* Exercise text:

━━━━━━

WHITFIELD: Take a look right here. Phelps set three world records in three days at the World Championships in Australia. Bam. Right there. The latest was in the 200 meter individual medley. Phelps also set records in the 200 freestyle, the 200 meter butterfly.

Overall, he has four gold medals in four events at the World Championships in Melbourne. Stay tuned. He will probably swim in four more events before the championships are over.

LEMON: Yes. He's...


WHITFIELD: Remember how, in the -- you know, the games in Athens...


WHITFIELD: ... how he was just like, OK, I'm going for it?


LEMON: And he's in that zone, too. Once you start it, you get that confidence.


LEMON: It's no stopping him.



WHITFIELD: You know he's intimidating, just by, you know, the looks of him. He's tall. And folks are like, he's like the new Albatross.

LEMON: Yes. Aquaman has got nothing on that guy.


LEMON: They are as much a fixture on restaurant tables as are salt and pepper shakers. But a new trend is in the pipeline. A growing number of restaurants are ditching the bottled water.

Susan Lisovicz at the New York Stock Exchange, all the details on that.

Susan, but I'm thirsty?


SUSAN LISOVICZ, CNN CORRESPONDENT: Of course you're thirsty. And, well, you could also drink wine, I suppose, Don, or another beverage.



LEMON: You want to elaborate on that, Susan?

LISOVICZ: Actually...



LISOVICZ: I know it. I have got your number, Don Lemon.


LISOVICZ: Restaurants are happy to offer bottled water, because there's a healthy markup on every bottle sold. But now there's a bottle backlash. And it's all in the name of conservation.

The famous Chez Panisse in Berkeley, California is switching out of bottled water because of all the energy involved in bottling, transport, and recycling. Chez Panisse is the trendsetter that pioneered the eat-local, eat-fresh restaurant -- the restaurant instead installing its own filter and carbonator to make all those bubbles. And, so, you can save money on the water. But you can spend, as I mentioned, Don, on other beverages...


LISOVICZ: ... that also go very well with the whole digestive process.

LEMON: Yes. We're talking about, like, juices and that kind of stuff, right?

LISOVICZ: Absolutely.

LEMON: Absolutely.


LEMON: And, you know, I...

LISOVICZ: Power drinks.

LEMON: Yes. I never really -- I always say tap, unless I'm in a country or something where you shouldn't drink water. Then I will get a bottle.

━━━━━━

Continue the news transcript about Michael Phelps and restaurants dropping bottled water, picking up after its last line. The listing that comes next is unrelated material and has no connection to the transcript.

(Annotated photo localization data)
━━━━━━

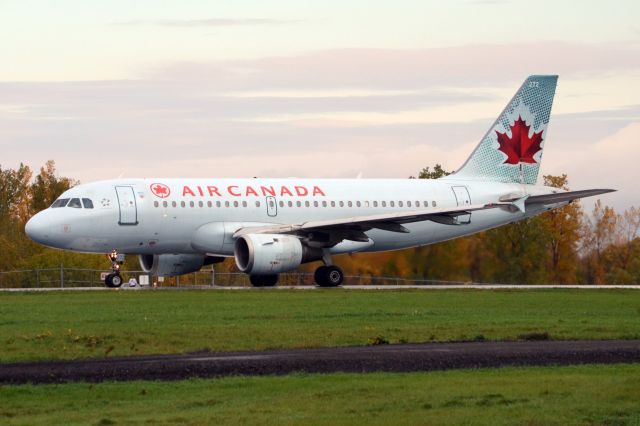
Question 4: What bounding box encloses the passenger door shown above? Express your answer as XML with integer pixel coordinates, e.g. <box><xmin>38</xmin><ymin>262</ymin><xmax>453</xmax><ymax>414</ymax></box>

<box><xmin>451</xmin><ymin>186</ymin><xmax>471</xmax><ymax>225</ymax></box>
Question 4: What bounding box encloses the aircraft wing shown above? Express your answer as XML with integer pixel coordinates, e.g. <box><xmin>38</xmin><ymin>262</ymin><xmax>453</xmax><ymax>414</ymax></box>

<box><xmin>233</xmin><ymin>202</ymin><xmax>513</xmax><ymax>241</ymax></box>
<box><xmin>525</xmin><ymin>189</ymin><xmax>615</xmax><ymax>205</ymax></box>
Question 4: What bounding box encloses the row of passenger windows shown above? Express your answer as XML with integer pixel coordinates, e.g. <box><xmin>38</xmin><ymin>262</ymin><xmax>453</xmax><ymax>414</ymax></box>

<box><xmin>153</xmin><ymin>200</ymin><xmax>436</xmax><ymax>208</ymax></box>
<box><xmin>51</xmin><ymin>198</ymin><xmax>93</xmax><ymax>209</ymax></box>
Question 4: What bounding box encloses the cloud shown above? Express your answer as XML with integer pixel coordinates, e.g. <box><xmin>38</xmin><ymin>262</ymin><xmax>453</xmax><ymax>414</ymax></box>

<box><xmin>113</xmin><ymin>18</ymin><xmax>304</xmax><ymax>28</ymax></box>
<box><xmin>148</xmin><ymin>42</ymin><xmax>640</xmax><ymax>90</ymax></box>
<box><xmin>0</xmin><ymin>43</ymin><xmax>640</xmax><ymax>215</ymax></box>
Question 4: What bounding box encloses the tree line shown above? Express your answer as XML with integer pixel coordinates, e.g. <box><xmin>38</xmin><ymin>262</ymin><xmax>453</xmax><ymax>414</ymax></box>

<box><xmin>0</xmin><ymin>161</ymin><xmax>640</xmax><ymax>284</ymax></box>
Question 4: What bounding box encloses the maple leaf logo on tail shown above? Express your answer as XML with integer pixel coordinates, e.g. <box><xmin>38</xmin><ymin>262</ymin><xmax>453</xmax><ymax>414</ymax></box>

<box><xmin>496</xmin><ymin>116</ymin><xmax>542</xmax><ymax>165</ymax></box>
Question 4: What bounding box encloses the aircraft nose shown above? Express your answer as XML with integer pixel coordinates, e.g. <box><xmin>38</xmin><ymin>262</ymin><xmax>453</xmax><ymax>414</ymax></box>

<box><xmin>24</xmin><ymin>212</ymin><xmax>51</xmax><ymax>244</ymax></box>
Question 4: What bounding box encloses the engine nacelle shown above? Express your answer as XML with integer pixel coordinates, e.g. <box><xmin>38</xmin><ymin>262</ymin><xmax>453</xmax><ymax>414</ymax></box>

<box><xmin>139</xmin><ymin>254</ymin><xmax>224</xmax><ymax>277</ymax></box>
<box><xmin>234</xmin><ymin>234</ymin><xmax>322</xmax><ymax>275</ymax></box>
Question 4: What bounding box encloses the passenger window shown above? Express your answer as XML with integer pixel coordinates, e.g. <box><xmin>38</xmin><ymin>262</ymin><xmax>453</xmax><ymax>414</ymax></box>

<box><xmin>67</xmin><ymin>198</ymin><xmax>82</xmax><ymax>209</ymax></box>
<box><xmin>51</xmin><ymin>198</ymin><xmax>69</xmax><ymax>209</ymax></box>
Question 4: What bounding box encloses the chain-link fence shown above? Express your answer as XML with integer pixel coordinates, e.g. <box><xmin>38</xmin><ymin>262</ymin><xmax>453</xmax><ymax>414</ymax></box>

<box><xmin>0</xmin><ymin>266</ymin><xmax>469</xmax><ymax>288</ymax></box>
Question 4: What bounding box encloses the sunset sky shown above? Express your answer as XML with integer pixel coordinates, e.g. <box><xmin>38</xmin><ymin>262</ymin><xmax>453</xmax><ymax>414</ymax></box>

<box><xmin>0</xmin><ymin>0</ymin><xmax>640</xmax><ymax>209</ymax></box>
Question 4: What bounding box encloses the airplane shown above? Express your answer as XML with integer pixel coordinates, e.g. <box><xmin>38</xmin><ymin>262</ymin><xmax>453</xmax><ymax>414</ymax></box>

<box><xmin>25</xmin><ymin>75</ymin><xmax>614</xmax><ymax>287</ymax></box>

━━━━━━

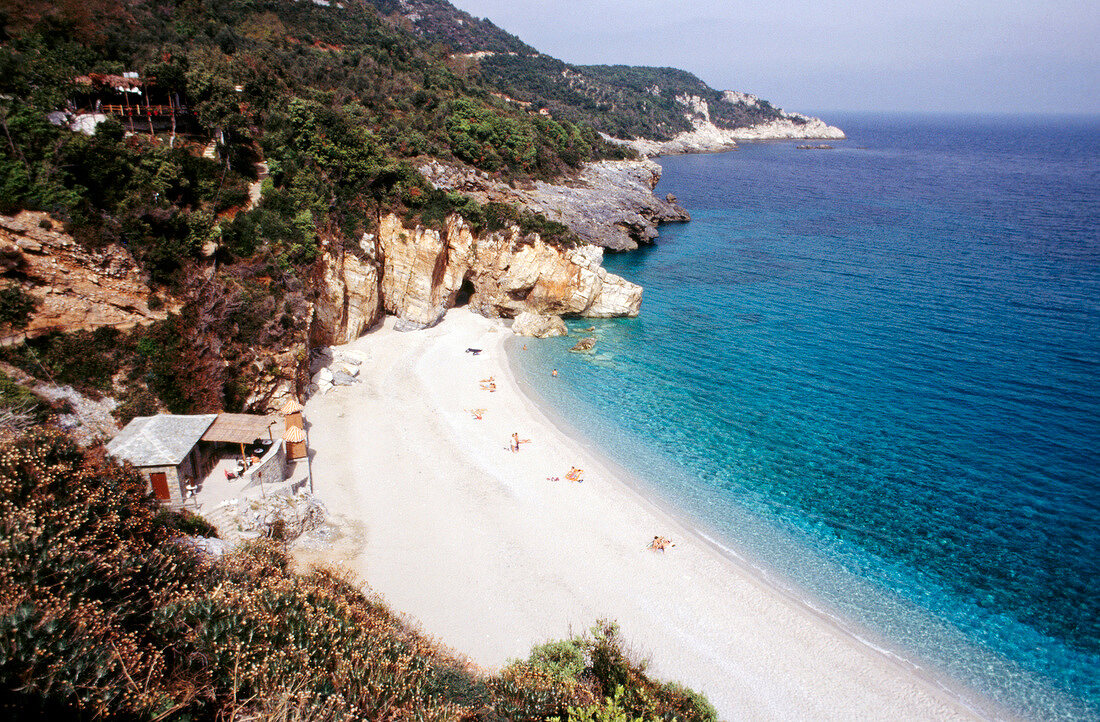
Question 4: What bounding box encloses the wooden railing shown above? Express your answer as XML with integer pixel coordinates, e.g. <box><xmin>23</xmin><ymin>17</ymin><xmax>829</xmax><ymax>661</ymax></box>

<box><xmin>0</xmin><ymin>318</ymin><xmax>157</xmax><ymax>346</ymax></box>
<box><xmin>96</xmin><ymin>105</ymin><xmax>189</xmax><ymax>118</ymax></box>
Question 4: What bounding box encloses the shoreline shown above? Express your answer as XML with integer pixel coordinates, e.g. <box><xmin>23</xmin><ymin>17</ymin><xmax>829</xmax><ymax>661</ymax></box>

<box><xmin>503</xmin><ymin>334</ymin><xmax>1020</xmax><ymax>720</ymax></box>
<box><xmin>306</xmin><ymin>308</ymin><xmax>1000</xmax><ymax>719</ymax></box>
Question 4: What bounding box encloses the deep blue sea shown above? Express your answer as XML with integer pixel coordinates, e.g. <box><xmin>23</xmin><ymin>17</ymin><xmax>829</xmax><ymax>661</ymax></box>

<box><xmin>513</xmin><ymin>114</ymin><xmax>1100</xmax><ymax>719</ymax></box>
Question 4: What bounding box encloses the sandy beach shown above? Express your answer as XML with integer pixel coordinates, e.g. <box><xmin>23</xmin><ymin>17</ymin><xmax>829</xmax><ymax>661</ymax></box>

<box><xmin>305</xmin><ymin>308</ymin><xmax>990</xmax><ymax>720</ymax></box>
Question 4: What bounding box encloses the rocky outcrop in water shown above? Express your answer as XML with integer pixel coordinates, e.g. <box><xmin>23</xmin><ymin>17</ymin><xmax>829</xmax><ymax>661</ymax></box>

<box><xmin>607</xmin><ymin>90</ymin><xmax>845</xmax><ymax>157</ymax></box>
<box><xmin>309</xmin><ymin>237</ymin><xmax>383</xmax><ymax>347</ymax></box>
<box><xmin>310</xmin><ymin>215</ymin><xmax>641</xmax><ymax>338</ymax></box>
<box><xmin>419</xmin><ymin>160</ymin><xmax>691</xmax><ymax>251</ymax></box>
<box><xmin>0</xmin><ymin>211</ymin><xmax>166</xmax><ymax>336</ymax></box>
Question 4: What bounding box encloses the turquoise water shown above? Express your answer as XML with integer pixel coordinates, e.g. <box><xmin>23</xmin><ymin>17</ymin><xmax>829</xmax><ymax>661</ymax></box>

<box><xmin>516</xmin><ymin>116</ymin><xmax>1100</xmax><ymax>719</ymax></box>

━━━━━━

* Response below:
So, the water may be cheaper, but honey is not. What about the honeybee slacking off, we're hearing?

LISOVICZ: This -- you know, we talk so much about, you know, other commodities, like oil. Earlier today, we were talking about corn prices are really soaring.

Well, honey prices climbed last year, too. They were up 14 percent, and continue to climb. What's especially interesting here is the reason behind the decline in production. Honeybees across the country have been dying off in record amounts. Beekeepers and scientists can't figure out why. The problem is so rampant, it's actually been given a name: colony collapse disorder.

Some beekeepers are losing as much as 90 percent of their bees. And those that survive are too weak to pollinate. Today, a House subcommittee in Washington is holding a hearing on the matter. One expert says it's possible that stress to the bees' immune system is killing them off.

We love our honey.

Well, there's not much buzzing here on Wall Street, even though oil prices continue to soar, up about two bucks. Crude jumped just about $2, to settle at $66 a barrel. The standoff over those British sailors in Iran continues. Iran is a major oil producer. And it certainly underscores the tensions about that area in general. And, so, you can see it play out. The Dow industrials have now rallied back. The three-for-three losses so far for the week, maybe we could end today with a -- with a rally of some sort. The Nasdaq, not holding on to its early gains, it's down about a quarter-of-a- percent right now.

And I will be back in 30 minutes for the closing bell.

You're watching CNN, the most trusted name in news.


LEMON: Hello. I'm Don Lemon, live at the CNN World Headquarters in Atlanta.

WHITFIELD: And I'm Fredricka Whitfield. A tornado leveled much of their small town and killed one of their neighbors. Now we're hearing from some of the dazed survivors in Holly, Colorado. You are in the NEWSROOM.

LEMON: Before we get to the tornado, some new information now right into the CNN NEWSROOM. CNN has confirmed that authorities in Idaho Springs, a small town east of Denver, Colorado, have arrested John Baugher. He's the subject of a regional Amber Alert after he failed to return his two children to his ex-wife over the weekend. The children are safe and they are at the police station in Idaho Springs.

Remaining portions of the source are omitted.